## ACTIVITY
All lines from the one with "Each instance of the running" to the end of the data: return those exactly, and only those.

## EXTRACTED DATA
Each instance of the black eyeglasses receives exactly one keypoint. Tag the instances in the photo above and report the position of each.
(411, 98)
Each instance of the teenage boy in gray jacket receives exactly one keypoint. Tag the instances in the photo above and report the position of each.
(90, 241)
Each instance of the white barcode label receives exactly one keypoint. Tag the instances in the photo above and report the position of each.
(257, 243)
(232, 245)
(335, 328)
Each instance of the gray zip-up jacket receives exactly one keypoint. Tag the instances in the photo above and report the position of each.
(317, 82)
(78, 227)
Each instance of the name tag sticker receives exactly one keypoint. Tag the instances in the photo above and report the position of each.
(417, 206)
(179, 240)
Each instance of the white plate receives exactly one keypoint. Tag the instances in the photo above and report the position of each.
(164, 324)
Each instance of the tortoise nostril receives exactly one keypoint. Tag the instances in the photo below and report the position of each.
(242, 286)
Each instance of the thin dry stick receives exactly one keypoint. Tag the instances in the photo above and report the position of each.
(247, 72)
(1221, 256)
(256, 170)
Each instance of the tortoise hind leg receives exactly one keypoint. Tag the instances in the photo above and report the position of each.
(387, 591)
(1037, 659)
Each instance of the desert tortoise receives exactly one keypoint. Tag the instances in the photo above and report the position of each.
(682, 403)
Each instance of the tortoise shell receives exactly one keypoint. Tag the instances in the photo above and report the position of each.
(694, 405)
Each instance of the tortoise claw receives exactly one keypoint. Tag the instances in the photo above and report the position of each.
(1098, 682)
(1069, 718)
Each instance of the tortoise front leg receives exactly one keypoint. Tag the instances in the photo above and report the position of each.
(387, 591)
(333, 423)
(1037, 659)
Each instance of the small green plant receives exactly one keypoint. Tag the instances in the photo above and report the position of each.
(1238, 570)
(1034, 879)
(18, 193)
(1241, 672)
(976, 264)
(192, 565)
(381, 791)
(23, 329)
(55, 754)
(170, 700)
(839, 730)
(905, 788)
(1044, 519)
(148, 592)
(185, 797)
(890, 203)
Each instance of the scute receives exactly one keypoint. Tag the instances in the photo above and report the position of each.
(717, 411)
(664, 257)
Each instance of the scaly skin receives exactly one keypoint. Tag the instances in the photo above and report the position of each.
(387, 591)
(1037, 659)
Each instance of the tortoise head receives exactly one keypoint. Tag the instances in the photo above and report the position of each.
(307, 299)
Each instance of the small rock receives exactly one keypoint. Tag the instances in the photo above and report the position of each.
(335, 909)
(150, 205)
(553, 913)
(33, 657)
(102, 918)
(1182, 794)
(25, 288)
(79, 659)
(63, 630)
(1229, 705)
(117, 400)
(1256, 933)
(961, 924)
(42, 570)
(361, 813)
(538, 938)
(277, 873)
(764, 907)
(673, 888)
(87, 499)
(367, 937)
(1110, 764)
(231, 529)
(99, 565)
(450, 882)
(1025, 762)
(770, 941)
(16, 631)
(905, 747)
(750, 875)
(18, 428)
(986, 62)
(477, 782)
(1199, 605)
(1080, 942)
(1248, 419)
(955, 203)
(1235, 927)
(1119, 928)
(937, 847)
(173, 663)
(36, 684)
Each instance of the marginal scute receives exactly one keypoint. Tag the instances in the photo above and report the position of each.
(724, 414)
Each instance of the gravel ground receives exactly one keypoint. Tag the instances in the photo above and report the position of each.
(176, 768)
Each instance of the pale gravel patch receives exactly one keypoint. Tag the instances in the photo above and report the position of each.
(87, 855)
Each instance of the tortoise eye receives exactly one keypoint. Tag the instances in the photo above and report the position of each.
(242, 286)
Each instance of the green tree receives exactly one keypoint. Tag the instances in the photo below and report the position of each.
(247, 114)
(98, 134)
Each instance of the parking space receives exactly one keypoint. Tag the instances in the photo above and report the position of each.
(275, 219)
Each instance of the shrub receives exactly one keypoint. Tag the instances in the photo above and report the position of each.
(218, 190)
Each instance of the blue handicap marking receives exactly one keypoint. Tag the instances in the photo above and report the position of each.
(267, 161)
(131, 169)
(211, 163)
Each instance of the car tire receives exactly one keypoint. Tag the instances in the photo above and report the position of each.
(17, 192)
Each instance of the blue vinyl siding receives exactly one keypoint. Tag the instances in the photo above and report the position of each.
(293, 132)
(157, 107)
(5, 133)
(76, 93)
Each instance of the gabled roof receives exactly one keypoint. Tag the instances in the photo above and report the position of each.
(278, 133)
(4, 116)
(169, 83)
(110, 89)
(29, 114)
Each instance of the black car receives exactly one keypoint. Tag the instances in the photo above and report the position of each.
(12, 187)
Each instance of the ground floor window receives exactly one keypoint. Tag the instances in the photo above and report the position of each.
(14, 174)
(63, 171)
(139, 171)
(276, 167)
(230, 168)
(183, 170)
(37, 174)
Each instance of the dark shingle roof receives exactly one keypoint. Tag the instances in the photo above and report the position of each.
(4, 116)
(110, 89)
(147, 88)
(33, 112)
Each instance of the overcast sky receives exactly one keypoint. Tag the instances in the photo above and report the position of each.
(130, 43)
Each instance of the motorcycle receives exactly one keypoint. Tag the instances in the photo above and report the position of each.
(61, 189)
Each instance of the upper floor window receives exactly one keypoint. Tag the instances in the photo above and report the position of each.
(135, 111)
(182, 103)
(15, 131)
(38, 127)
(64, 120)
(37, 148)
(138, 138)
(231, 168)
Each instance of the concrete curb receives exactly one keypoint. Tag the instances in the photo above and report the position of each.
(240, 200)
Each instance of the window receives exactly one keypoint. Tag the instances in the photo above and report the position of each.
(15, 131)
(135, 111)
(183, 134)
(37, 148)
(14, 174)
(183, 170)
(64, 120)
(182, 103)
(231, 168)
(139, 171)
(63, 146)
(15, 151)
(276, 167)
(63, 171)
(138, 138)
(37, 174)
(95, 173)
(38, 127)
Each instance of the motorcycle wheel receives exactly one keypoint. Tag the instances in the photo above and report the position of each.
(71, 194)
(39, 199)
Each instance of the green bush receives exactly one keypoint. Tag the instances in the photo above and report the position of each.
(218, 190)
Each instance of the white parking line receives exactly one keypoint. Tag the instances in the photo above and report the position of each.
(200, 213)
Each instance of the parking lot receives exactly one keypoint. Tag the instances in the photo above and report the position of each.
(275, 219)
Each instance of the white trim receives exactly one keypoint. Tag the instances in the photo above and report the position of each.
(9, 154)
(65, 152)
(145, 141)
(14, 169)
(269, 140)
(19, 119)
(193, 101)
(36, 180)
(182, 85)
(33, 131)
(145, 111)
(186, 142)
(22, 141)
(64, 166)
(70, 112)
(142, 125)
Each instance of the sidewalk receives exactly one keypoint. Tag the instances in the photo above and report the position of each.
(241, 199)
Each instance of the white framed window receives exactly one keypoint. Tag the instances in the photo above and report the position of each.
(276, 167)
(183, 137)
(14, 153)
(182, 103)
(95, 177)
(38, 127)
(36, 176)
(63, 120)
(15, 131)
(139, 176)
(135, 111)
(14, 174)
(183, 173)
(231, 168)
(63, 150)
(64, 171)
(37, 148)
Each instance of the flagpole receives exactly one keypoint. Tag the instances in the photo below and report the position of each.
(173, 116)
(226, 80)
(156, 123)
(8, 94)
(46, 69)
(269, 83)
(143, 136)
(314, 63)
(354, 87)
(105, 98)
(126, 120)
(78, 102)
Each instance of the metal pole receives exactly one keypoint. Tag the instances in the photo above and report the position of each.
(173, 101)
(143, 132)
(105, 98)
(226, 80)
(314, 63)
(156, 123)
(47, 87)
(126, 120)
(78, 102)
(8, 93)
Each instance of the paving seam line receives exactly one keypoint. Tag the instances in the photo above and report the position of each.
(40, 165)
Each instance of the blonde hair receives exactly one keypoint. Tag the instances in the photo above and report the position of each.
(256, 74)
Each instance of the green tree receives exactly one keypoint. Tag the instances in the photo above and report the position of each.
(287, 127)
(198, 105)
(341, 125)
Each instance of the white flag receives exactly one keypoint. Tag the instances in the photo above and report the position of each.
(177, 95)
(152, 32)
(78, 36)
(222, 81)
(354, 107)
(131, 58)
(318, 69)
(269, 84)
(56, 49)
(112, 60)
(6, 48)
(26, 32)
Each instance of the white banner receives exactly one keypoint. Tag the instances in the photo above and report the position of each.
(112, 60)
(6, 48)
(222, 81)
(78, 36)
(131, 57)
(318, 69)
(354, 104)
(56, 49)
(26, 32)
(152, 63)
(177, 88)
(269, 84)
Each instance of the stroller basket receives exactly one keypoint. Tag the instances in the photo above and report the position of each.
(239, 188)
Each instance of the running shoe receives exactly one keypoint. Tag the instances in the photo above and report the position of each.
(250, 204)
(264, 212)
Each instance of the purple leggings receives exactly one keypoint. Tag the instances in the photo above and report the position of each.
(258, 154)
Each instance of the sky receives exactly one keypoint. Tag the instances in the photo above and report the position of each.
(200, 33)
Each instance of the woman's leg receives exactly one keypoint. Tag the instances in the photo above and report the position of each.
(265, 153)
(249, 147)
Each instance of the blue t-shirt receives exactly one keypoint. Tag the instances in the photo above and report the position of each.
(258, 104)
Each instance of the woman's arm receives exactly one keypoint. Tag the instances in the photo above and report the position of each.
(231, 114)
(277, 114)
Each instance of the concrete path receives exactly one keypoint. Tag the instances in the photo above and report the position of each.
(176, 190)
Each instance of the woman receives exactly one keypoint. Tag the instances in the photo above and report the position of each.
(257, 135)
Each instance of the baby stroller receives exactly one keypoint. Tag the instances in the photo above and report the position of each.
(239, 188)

## TASK RESPONSE
Each instance of the running shoe receives exactly one keypoint. Tag the instances in the photo above and report the position of each.
(250, 204)
(264, 212)
Each instance of the purple leggings receives exactly one keypoint. Tag the instances in the photo above and report the position of each.
(258, 154)
Each instance of the sky receives exactly one keypoint. Tag the instances in the photo above and report the position of each.
(200, 33)
Each instance of the woman's leg receives exactly one keypoint. Tag the instances in the photo above and report the position of each.
(265, 153)
(249, 147)
Each instance of the blue t-shirt receives exactly one keypoint. Tag the instances in the photo above and report the position of each.
(258, 104)
Each instance of the woman's arm receives exactly one keypoint. Tag the instances in the photo above and report the position of each.
(231, 114)
(277, 114)
Each instance of the concrete path receives exactly one keypoint. Tag the instances in the photo above and report the position of each.
(176, 190)
Each instance of the woman receives exactly one keypoint. Tag the instances in the photo above and report the position of each.
(257, 135)
Each instance of the baby stroller receives exactly one keypoint. Tag the instances in the photo above and report the position of each.
(239, 188)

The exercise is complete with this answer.